A democracia sandinista nunca foi perfeita, como se pode ver no livro "The Many Faces of Sandinista Democracy", de Katherine Hoyt. Mas muitas das imperfeições do modelo sandinista podiam ser atribuídos, com alguma razão, à guerra civil patrocinada pelos Estados Unidos.

Luiz Inácio Lula da Silva (PT) recebe no o presidente da Nicarágua, Daniel Ortega, no Palacio do Itamaraty, em 2010
Luiz Inácio Lula da Silva (PT) recebe no o presidente da Nicarágua, Daniel Ortega, no Palacio do Itamaraty, em 2010 - Alan Marques - 28.jul.10/Folhapress

Os sandinistas também tinham várias semelhanças de família com o PT, como a forte presença de católicos progressistas em seu meio. Na Nicarágua, houve padres-guerrilheiros que, eventualmente, se tornaram padres-ministros, criando um conflito sério com o Vaticano. Enquanto isso, o petista Frei Betto tentava, com sucesso muito limitado, aproximar católicos e comunistas em Cuba.

A maior prova de que havia mais democracia na Nicarágua sandinista do que na grande maioria dos governos pós-revolucionários é que, em 1990, os sandinistas perderam as eleições e foram para casa. Reorganizaram-se como partido democrático e passaram por rachas importantes. Grandes líderes sandinistas, como o escritor e ex-vice-presidente Sergio Ramírez (autor do ótimo "Adiós, Muchachos") romperam com a liderança de Daniel Ortega, que governou a Nicarágua entre a vitória da revolução e a derrota de 1990.

**DADOS FORNECIDOS**.
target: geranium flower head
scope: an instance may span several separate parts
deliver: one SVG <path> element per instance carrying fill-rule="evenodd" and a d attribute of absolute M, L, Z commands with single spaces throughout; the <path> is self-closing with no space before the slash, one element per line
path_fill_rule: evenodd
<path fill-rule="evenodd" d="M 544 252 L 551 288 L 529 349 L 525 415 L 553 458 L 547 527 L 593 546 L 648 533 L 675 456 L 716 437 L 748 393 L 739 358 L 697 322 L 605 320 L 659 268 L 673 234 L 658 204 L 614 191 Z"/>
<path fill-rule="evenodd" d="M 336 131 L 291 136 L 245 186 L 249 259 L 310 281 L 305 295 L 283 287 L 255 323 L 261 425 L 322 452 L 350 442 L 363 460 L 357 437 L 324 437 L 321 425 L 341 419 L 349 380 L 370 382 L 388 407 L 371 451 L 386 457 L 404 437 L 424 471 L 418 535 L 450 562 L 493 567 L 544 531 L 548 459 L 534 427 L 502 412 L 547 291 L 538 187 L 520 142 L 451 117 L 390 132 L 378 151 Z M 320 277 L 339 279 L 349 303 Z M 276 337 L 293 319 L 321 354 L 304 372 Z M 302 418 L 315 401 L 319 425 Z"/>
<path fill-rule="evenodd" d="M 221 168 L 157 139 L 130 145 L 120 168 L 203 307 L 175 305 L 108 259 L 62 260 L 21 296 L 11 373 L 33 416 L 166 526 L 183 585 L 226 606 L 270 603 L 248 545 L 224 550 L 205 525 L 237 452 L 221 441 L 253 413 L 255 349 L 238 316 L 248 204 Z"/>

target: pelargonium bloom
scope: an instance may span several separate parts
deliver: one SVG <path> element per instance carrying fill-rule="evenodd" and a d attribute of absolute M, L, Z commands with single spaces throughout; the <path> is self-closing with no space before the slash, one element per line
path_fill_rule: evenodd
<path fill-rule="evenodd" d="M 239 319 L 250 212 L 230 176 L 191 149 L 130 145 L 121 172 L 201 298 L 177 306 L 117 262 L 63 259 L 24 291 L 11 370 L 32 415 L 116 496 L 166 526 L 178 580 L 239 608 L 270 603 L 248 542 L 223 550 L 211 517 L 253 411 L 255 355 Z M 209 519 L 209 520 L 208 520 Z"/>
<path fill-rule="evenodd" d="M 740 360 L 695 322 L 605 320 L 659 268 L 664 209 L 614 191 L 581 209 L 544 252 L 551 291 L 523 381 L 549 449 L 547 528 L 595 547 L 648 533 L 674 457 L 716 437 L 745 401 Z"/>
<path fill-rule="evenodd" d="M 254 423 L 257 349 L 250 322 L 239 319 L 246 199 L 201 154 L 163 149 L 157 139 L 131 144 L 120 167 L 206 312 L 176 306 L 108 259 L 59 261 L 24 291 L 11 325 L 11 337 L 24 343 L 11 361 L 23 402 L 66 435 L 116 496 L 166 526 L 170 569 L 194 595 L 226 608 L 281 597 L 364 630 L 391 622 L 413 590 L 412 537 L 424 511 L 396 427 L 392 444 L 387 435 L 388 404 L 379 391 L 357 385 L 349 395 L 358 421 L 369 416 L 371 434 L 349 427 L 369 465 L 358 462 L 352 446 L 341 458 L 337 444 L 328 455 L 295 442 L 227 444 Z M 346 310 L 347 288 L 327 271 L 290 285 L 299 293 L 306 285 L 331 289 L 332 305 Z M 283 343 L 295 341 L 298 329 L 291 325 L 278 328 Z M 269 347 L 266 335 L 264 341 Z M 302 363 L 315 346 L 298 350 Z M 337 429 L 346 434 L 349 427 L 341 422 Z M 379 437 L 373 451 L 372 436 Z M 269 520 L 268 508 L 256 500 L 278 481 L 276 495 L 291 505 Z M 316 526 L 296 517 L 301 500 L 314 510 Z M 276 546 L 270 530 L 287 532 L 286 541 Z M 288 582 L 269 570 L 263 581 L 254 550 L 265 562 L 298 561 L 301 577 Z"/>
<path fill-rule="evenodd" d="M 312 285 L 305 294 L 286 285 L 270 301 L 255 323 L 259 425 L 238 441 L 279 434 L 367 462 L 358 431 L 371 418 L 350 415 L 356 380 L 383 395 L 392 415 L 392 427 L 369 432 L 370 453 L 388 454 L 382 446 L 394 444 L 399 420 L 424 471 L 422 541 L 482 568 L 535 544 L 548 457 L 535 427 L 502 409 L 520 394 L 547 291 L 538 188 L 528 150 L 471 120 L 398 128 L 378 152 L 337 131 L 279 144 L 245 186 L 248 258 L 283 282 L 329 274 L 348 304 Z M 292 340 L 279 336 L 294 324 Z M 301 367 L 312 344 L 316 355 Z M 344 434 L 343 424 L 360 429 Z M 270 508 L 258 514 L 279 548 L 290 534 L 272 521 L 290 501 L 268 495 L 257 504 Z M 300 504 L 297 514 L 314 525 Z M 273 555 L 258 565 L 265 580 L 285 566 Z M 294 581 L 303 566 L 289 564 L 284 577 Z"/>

**INSTRUÇÕES DO EXERCÍCIO**. Indique se cada afirmação abaixo está de acordo com o texto sobre a democracia sandinista, respondendo sim ou não e citando literalmente as palavras do texto que decidem a questão. (a) Os sandinistas perderam as eleições de 1990. (b) Frei Betto obteve grande sucesso ao aproximar católicos e comunistas em Cuba. (c) Sergio Ramírez manteve-se fiel à liderança de Daniel Ortega.

**RESPOSTA ESCRITA**.
(a) Sim: "em 1990, os sandinistas perderam as eleições e foram para casa".
(b) Não: "tentava, com sucesso muito limitado, aproximar católicos e comunistas em Cuba".
(c) Não: "romperam com a liderança de Daniel Ortega".